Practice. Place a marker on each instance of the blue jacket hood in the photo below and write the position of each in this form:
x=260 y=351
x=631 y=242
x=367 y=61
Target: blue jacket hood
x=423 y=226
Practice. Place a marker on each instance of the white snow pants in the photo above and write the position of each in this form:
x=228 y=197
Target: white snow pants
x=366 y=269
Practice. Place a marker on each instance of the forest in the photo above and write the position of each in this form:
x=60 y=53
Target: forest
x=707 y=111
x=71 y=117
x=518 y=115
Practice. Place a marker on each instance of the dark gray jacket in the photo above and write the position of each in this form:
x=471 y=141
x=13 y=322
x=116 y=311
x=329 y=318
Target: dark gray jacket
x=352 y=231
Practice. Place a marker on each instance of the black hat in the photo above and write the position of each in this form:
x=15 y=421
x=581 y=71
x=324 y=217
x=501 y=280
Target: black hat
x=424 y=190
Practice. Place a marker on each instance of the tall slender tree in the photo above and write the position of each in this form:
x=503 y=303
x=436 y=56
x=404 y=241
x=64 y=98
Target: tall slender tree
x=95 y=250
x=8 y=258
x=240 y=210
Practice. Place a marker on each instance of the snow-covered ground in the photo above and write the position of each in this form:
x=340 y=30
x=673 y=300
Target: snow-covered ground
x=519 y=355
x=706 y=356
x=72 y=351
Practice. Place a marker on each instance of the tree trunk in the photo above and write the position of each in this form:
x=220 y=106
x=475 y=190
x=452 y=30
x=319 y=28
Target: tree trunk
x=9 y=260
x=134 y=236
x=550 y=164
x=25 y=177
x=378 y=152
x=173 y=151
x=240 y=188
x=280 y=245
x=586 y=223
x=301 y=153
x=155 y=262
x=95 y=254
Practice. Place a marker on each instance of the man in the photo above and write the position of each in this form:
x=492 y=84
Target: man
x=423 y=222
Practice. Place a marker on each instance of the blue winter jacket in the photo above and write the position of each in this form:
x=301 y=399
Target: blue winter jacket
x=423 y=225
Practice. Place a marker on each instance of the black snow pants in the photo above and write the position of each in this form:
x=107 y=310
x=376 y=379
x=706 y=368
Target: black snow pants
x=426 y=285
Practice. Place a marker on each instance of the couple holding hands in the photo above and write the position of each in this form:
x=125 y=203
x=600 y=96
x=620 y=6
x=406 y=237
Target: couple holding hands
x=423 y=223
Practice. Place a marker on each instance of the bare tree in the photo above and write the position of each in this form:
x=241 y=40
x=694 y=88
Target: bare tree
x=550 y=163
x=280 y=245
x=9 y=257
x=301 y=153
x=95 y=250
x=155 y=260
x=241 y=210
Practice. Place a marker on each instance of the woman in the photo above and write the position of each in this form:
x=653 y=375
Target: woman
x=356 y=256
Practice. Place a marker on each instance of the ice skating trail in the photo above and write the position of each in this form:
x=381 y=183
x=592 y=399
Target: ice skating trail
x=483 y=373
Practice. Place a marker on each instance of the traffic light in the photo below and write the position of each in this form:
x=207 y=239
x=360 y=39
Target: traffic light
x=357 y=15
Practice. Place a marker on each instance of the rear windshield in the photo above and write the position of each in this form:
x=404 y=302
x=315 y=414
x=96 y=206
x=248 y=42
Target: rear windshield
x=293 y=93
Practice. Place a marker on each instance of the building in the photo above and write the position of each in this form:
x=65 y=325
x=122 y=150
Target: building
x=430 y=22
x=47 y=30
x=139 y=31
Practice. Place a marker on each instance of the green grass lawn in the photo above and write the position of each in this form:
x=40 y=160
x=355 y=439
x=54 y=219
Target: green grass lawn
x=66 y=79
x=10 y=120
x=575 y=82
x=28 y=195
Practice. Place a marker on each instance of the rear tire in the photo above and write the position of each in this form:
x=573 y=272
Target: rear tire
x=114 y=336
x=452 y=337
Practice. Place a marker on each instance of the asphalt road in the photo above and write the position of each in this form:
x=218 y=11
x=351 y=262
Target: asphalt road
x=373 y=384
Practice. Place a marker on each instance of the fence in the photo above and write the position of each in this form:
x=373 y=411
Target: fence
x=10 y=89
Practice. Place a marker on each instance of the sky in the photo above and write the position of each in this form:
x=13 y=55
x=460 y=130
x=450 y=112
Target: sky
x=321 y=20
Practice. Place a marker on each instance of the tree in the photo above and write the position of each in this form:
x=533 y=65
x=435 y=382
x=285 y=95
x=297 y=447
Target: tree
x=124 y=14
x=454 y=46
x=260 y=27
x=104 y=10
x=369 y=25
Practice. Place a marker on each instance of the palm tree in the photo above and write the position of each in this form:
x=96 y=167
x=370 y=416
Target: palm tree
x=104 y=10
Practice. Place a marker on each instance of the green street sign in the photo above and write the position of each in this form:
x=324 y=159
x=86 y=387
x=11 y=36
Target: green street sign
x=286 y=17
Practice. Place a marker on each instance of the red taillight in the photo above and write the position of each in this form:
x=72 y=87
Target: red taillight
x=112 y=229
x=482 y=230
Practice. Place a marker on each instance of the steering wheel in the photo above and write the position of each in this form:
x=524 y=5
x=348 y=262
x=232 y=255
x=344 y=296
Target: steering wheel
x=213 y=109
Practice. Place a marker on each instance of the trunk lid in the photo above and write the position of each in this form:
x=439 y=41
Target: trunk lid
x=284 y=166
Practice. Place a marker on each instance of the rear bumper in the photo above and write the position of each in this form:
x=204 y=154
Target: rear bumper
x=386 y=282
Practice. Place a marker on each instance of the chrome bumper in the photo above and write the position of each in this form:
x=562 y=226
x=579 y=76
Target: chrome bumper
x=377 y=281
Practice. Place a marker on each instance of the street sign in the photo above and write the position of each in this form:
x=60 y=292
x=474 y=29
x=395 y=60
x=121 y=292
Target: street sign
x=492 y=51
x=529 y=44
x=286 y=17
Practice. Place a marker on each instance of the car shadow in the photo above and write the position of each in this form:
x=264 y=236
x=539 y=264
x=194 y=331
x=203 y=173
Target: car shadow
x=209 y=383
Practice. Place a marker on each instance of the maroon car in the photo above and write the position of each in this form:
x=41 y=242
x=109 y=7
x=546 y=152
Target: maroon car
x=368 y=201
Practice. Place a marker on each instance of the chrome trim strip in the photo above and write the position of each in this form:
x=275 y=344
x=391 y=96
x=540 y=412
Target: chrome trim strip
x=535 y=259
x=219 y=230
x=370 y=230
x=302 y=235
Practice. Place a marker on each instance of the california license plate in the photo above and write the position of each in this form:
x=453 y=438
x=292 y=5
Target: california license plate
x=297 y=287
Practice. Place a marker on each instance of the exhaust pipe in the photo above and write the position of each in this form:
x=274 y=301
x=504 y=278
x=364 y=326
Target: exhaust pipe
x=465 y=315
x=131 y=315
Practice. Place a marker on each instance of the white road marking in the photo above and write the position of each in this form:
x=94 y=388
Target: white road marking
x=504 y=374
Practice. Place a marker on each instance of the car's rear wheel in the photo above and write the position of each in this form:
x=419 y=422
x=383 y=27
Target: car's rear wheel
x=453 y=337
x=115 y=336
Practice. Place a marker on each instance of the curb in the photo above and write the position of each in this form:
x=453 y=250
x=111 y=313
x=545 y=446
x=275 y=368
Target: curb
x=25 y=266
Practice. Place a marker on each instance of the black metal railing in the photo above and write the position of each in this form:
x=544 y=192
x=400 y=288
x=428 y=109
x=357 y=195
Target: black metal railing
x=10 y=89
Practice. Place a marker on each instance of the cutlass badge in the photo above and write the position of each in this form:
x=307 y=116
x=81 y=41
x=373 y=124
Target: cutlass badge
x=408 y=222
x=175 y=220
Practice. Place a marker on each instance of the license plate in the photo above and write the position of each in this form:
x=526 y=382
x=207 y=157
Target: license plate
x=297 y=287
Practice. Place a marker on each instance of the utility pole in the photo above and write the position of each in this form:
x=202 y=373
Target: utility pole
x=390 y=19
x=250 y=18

========

§ **Objective**: Format everything from the line containing "Practice. Place a marker on each instance of the license" down to the end of the records above as a JSON list of strings, one string per line, leaving out any blank lines.

§ **Finished answer**:
[
  "Practice. Place a marker on each instance of the license plate in the photo above and write the position of each in this form:",
  "x=526 y=382",
  "x=207 y=157",
  "Target: license plate",
  "x=297 y=287",
  "Practice. Place a marker on each instance of the utility pole in the photo above and write the position of each in this form:",
  "x=202 y=373",
  "Target: utility pole",
  "x=390 y=19",
  "x=250 y=18"
]